*Reading passage*:

——

To ask the Secretary of State for Education, what steps his Department is taking to help improve ventilation in education settings in advance of the autumn term.
The department has published guidance, Building Bulletin 101 (BB101), which provides guidelines on indoor and outdoor air quality in new and refurbished schools.
BB101 promotes best practice in controlling pollutants and setting maximum standards for levels of pollutants in indoors. More information on BB101 can be found at: https://www.gov.uk/government/publications/building-bulletin-101-ventilation-for-school-buildings.
As part of the department’s response to COVID-19, state-funded education and childcare providers in England were supplied with carbon dioxide monitors to help manage the need for ventilation and thermal comfort.
Schools have found the monitors helpful to manage ventilation and, in the majority of education providers, existing ventilation measures are sufficient.
Where an area of poor ventilation has been identified that cannot be resolved through simple measures such as opening doors and windows, schools are advised to explore what remedial works may be required to improve ventilation. Where it was not possible to maintain adequate ventilation, providers were advised to consider the use of an air cleaning unit to reduce the risk of aerosol pathogens, including COVID-19 transmission, while the underlying ventilation issue is addressed.
To support education providers, the department provided over 8,000 air cleaning units with HEPA filters as a temporary measure whilst the underlying ventilation issue was addressed. More information can be found at: https://explore-education-statistics.service.gov.uk/find-statistics/delivery-of-air-cleaning-units.
The findings of a survey of education providers using carbon dioxide monitors found that 97% of providers could achieve good ventilation.
Indoor air pollutants can be managed using mechanical or natural ventilation systems. Air cleaning units do not reduce carbon dioxide levels. They are not a substitute for ventilation and should never be used as a reason to reduce ventilation. They are not necessary in spaces that are adequately ventilated.

——

*Records provided*:
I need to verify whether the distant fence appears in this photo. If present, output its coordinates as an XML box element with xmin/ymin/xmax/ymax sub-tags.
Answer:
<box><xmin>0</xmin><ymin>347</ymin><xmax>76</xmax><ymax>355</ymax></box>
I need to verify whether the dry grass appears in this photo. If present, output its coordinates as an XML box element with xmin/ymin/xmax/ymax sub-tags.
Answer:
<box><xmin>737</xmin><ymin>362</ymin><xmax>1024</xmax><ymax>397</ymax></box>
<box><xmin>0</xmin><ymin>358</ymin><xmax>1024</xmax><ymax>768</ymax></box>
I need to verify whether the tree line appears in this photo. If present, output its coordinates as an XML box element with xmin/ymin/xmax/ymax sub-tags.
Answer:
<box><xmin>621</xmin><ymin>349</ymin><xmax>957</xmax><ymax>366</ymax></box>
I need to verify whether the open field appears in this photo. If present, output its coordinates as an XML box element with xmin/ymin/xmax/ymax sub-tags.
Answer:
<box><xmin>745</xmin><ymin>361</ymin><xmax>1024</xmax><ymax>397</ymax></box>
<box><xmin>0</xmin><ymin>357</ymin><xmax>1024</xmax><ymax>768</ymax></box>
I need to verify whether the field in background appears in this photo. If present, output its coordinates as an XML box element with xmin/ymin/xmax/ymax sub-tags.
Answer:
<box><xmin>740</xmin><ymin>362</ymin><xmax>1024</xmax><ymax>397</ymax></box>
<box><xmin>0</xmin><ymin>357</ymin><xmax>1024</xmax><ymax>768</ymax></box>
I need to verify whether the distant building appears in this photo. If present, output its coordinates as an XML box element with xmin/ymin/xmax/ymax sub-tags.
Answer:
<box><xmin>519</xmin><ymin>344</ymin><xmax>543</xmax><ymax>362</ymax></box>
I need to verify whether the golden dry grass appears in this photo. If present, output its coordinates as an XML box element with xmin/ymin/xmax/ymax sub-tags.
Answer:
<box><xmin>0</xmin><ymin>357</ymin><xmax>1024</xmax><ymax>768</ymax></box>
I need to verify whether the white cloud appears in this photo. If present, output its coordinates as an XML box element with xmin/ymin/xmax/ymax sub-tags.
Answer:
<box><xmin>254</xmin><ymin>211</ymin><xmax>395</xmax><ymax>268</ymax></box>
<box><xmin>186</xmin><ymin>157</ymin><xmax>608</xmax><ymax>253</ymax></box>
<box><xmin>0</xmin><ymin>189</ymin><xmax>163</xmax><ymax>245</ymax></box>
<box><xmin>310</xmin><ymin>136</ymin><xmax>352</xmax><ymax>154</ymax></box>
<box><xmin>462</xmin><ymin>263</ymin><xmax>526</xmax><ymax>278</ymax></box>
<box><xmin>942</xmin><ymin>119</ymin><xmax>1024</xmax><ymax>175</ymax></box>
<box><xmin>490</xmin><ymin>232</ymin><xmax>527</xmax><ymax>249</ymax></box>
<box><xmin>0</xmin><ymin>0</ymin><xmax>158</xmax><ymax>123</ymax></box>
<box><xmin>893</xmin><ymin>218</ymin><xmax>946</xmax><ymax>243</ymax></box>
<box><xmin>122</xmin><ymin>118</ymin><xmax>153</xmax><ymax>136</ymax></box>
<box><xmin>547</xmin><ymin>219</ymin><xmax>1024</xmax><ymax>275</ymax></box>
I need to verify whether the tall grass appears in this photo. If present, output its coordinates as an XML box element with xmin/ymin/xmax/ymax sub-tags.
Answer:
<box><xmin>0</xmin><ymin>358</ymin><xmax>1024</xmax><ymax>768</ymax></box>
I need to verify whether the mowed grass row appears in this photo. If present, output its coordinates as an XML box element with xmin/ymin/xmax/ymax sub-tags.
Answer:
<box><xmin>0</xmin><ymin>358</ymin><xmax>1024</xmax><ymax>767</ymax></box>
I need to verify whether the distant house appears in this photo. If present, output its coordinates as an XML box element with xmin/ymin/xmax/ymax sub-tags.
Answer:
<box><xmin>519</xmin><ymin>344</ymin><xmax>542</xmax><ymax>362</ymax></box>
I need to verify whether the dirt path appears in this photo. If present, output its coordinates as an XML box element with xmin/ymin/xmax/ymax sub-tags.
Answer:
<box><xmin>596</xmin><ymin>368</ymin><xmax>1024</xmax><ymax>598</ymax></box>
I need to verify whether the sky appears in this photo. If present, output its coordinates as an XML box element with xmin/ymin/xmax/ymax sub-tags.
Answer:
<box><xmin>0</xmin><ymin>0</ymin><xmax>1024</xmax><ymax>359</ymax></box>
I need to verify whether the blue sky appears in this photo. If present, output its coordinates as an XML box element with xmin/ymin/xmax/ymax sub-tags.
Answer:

——

*Exercise set*:
**1.** In the text on school ventilation, how many air cleaning units did the department provide?
**2.** Retype the part of the text on school ventilation starting with "The department has" and going on through "and refurbished schools.".
The material shown above comes from a separate source, not from the text on school ventilation.

*Completed exercise*:
**1.** Over 8,000 air cleaning units with HEPA filters.

**2.**
The department has published guidance, Building Bulletin 101 (BB101), which provides guidelines on indoor and outdoor air quality in new and refurbished schools.